_What the task asks_: Turn the entries from their first line through the line containing "118L254 117L251 117L250" into a numbered list with no blank lines, and leave the pictures out.
###
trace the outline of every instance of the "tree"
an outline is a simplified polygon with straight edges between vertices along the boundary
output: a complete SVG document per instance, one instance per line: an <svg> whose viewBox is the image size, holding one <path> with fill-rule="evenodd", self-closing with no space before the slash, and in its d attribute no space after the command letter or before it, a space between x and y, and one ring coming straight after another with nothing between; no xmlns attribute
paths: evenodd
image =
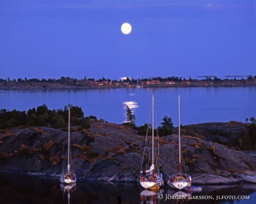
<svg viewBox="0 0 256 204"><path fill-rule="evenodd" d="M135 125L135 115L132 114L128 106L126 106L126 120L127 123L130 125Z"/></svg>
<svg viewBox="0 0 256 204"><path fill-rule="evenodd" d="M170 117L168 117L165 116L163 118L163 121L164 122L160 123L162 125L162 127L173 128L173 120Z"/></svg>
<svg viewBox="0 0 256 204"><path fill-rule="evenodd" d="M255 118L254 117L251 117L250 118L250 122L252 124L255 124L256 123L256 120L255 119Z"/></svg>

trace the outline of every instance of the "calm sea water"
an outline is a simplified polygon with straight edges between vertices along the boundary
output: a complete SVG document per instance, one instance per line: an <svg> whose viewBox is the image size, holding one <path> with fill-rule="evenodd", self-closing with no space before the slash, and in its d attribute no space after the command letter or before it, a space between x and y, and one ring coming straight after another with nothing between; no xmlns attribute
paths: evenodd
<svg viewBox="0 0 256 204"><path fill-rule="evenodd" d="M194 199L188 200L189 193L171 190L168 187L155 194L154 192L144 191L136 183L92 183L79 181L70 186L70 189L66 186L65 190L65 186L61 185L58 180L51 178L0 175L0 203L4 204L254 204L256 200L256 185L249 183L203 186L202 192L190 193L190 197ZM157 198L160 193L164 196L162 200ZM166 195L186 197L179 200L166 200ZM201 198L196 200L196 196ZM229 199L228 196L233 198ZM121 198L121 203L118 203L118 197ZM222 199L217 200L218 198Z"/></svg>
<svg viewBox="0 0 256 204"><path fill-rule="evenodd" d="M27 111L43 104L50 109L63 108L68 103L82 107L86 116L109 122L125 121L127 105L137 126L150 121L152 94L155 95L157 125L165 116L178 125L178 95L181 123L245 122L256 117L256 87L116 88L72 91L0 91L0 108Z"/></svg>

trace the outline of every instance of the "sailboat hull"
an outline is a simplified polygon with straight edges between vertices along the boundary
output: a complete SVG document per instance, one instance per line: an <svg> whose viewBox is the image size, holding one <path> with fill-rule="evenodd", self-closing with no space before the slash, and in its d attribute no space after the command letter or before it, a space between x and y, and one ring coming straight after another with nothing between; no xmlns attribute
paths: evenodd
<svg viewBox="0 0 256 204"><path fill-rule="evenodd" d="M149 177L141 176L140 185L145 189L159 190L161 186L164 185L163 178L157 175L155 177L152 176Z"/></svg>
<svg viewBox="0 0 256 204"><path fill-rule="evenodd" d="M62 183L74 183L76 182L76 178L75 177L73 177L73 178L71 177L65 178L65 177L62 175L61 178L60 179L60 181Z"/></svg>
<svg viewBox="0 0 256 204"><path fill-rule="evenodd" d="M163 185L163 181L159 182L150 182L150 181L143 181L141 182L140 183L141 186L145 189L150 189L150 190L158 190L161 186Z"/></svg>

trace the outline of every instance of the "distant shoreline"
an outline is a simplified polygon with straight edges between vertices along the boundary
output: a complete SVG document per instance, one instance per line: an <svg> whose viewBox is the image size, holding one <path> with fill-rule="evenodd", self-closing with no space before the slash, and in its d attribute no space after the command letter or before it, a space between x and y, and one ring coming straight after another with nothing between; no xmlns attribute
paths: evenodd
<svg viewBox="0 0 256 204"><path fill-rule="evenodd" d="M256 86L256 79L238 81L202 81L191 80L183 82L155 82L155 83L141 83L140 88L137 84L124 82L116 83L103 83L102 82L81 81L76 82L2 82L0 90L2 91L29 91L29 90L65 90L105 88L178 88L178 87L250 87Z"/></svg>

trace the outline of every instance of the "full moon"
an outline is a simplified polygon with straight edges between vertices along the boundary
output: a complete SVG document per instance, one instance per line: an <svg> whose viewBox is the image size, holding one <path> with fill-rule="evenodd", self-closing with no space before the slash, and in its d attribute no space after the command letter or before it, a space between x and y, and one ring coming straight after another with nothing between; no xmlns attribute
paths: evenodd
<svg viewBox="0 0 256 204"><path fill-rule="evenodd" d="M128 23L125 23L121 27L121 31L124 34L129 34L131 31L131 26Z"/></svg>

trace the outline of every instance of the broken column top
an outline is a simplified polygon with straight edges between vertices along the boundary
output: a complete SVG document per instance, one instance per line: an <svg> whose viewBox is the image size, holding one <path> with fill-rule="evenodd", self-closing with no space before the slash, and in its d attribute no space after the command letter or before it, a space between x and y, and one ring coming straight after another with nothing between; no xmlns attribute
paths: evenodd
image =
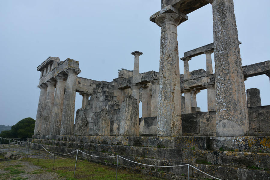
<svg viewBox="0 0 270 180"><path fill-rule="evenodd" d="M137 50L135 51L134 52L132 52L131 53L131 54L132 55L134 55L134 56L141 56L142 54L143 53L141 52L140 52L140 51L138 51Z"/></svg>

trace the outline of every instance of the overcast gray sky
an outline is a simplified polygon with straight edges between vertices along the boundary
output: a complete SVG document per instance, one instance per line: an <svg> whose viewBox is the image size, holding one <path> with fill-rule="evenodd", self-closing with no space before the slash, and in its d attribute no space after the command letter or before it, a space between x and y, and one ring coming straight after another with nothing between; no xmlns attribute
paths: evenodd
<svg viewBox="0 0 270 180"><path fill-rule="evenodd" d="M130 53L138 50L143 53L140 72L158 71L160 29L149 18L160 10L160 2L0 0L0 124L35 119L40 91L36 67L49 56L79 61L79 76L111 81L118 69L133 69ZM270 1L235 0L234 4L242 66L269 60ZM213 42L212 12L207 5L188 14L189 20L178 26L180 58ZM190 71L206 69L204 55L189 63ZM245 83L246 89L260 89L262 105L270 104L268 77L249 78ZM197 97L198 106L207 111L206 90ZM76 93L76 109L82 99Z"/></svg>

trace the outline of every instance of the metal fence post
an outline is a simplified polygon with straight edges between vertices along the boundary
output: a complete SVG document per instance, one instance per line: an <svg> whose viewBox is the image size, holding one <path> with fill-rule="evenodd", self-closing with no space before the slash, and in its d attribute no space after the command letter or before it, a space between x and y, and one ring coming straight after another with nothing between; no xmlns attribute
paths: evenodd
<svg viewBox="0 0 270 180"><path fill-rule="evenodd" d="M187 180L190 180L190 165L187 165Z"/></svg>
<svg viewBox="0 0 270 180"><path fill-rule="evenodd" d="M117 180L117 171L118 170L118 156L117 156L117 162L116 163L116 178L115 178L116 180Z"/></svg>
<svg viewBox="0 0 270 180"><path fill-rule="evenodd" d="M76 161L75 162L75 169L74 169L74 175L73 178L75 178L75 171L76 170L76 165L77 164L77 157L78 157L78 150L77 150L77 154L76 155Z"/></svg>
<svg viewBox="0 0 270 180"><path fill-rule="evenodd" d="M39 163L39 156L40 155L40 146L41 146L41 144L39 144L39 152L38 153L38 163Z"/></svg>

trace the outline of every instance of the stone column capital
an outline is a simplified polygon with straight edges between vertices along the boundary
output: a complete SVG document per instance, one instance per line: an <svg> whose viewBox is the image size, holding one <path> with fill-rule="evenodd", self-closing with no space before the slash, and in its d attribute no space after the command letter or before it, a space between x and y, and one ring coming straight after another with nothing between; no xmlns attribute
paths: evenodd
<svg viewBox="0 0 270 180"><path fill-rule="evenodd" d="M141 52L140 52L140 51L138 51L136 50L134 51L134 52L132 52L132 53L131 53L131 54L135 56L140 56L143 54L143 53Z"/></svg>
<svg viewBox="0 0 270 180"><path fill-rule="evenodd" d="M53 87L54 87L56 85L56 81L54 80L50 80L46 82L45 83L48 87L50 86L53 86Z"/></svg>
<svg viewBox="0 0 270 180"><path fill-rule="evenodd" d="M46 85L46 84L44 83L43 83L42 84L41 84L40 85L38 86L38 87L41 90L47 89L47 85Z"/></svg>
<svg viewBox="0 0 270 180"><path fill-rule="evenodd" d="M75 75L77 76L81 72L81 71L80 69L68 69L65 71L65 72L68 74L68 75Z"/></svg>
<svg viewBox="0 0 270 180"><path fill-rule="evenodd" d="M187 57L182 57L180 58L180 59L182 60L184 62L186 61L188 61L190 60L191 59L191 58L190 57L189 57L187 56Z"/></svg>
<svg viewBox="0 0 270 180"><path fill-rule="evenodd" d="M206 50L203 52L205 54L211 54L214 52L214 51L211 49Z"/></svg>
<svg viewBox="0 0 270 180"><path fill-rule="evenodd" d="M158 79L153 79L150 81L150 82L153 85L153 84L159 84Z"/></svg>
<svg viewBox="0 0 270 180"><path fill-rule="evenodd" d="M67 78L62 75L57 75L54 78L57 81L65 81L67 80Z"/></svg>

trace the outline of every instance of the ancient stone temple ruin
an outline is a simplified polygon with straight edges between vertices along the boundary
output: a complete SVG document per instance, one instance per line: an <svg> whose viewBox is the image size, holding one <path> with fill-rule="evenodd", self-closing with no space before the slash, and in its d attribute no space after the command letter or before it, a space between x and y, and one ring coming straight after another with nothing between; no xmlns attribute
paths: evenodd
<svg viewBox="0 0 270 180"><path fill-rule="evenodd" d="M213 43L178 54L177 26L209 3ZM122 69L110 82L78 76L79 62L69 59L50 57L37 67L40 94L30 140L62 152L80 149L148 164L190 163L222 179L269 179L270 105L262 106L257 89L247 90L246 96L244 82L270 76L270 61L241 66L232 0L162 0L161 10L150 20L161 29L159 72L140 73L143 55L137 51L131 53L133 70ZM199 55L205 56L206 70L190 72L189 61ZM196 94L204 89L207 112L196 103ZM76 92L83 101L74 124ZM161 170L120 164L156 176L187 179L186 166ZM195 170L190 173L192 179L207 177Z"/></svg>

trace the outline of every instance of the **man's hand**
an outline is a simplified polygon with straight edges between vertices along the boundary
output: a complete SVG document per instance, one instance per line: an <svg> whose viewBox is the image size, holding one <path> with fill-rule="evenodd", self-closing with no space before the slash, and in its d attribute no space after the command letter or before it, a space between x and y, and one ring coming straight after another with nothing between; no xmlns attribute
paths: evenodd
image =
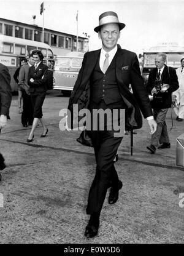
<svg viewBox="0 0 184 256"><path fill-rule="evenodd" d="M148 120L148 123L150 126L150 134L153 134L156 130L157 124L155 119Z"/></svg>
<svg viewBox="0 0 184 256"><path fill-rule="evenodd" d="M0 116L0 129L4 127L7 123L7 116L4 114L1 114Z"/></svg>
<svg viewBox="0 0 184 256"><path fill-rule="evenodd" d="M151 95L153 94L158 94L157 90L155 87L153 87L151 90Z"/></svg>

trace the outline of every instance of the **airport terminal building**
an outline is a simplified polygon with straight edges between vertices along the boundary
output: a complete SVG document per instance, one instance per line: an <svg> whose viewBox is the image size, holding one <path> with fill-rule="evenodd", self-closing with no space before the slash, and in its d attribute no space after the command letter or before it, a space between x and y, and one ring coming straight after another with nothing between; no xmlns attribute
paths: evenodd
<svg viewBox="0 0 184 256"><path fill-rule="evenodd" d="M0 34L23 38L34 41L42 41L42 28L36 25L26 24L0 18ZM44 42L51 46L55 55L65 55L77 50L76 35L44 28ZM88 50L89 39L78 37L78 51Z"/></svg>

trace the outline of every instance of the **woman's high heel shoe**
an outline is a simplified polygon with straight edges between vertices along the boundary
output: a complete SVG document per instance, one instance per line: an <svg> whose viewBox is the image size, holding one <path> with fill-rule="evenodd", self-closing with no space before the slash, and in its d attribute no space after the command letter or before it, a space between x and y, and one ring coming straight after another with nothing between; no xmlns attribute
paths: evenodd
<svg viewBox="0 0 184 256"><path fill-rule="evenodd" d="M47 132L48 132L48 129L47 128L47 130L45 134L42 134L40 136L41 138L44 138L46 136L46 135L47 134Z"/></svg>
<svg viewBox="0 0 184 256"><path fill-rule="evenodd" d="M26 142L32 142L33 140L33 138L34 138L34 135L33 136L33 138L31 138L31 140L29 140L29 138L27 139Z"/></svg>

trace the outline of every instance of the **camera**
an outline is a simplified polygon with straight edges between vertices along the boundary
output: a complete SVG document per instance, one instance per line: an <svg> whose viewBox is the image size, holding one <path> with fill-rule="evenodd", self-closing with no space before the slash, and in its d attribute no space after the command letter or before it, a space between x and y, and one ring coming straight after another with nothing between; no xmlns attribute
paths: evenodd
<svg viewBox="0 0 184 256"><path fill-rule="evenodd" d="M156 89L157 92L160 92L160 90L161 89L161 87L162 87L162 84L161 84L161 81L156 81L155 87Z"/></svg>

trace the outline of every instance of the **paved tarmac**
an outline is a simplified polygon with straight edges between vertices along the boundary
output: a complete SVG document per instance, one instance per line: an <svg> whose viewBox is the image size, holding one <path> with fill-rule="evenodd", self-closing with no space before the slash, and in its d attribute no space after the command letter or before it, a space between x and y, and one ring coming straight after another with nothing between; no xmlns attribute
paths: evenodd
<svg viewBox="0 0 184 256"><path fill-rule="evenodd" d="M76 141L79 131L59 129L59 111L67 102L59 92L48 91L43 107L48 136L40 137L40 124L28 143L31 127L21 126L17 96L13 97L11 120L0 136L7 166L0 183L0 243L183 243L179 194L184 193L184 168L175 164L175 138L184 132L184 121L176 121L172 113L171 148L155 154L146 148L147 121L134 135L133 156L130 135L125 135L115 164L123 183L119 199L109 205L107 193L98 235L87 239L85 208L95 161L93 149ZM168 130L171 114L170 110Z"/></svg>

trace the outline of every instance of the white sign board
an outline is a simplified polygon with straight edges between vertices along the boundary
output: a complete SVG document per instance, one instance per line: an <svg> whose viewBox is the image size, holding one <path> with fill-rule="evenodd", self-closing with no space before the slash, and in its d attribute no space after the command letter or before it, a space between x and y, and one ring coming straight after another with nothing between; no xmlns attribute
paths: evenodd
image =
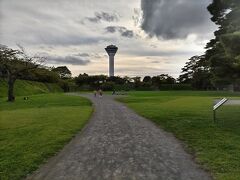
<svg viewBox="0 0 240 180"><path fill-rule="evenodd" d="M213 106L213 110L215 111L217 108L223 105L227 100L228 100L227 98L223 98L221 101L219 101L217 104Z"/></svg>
###
_Solution for this exercise_:
1. trace the outline of every instance of the "tree"
2. an outline is a simplified polygon with straight edges between vertices along the boundary
3. output: a complete SVG document per instance, one instance per line: an <svg> whose viewBox is the image size, holding one <path> with fill-rule="evenodd", self-closing with no space before the slash, and in its d attribute no space after the command letter or before it, a space between x and y, and one ring coming straight after another with nothing between; no xmlns attribute
4. paths: evenodd
5. image =
6. <svg viewBox="0 0 256 204"><path fill-rule="evenodd" d="M135 125L135 115L132 114L128 106L126 106L126 120L127 123L130 125Z"/></svg>
7. <svg viewBox="0 0 256 204"><path fill-rule="evenodd" d="M170 117L168 117L165 116L163 118L163 121L164 122L160 123L162 125L162 127L173 128L173 120Z"/></svg>
8. <svg viewBox="0 0 256 204"><path fill-rule="evenodd" d="M255 118L254 117L251 117L250 118L250 122L252 124L255 124L256 123L256 120L255 119Z"/></svg>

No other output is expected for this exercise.